### Exercise prompt
From the line that contains "of the vertical" down to the final line below, please repeat each line exactly and nothing more, with no pictures.
======== Dataset excerpts ========
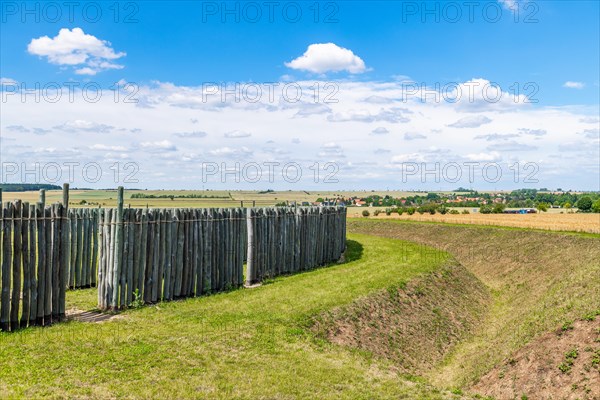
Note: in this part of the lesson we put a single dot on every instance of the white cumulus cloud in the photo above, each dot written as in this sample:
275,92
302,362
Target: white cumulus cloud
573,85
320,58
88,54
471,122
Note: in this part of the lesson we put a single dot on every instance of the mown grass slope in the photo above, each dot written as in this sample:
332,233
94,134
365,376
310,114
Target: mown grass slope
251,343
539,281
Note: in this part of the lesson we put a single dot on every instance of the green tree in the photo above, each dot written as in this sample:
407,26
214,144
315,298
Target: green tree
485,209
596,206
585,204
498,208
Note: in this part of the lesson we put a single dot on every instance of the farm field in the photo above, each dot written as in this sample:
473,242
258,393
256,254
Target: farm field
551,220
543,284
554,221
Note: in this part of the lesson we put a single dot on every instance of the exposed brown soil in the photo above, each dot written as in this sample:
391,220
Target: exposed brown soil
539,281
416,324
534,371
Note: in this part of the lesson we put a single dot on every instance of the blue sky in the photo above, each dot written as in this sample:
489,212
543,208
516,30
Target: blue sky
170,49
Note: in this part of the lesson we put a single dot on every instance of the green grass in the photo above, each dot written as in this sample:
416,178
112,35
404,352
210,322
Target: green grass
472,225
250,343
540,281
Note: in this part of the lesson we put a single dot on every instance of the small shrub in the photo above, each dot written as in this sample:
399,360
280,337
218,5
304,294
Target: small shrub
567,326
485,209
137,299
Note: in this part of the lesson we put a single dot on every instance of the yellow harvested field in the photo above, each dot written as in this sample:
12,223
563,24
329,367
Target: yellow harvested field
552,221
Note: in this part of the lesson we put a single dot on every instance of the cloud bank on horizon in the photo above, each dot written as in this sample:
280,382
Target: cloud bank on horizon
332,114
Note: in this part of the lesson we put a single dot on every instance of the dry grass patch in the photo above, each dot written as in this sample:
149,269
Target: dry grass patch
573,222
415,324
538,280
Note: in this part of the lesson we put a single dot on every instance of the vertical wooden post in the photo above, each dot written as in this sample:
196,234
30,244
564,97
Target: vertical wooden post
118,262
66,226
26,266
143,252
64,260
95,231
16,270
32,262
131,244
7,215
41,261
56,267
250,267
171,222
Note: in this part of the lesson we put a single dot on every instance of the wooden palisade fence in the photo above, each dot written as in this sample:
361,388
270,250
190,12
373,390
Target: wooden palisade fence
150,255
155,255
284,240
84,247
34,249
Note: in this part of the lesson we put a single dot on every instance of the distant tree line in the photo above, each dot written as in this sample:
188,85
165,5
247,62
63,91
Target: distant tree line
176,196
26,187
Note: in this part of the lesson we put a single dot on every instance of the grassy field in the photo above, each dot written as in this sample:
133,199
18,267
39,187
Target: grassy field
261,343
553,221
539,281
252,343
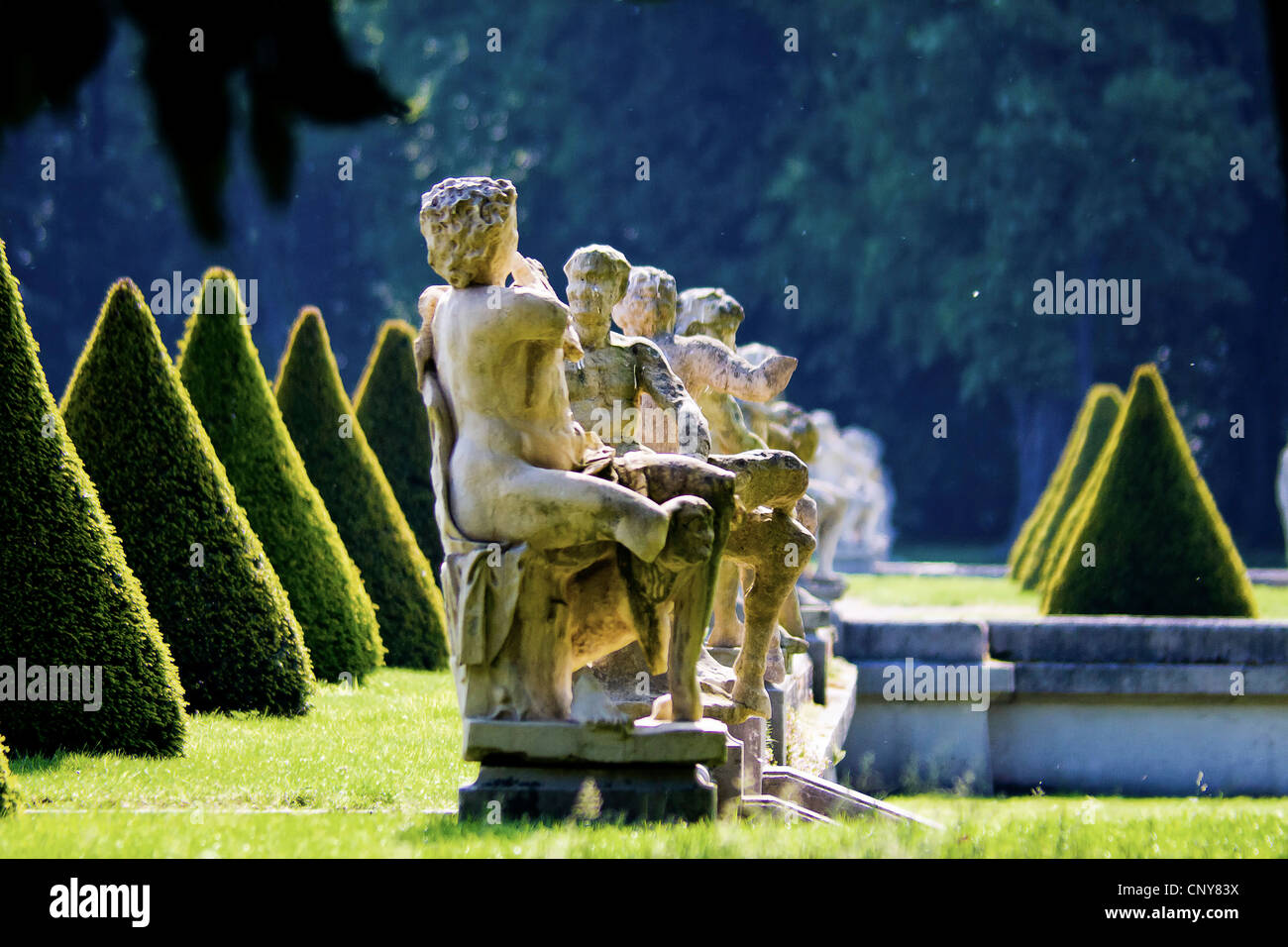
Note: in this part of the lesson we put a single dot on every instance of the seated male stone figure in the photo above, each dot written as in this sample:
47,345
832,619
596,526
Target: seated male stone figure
========
### Written reply
Note: in this part of the lesson we put a single dot on every instance of the vertical wooden post in the photo above, each dot written as in this sample:
196,234
30,244
564,97
Target: vertical wooden post
118,262
66,226
26,266
143,252
64,260
95,231
16,270
32,262
131,244
7,215
41,261
56,267
250,267
171,222
Note: in this part of the lesson we put a single dot on every instance of the wooden palisade fence in the photo above, each dot written as in this sample:
361,388
270,250
190,12
373,390
Target: wooden palisade fence
150,255
155,255
284,240
84,247
34,249
Note: in this part of the lesson we put a single dot on every instance of the distant tree line in the photo above, each dot written as in this sample:
188,85
165,5
247,62
63,91
Target: distant tree line
176,196
26,187
Note: in this part of the lesson we put a single dot on every instance of the grassy field in the photo above, each dot written as in this sample:
133,199
18,267
39,187
Target: grassy field
261,343
553,221
539,281
252,343
Note: in this part of the lesson we put a single dot on every instance of the seated male stone figure in the photo above, each dot written as in this sample:
47,345
832,619
596,526
Target: seated male stone figure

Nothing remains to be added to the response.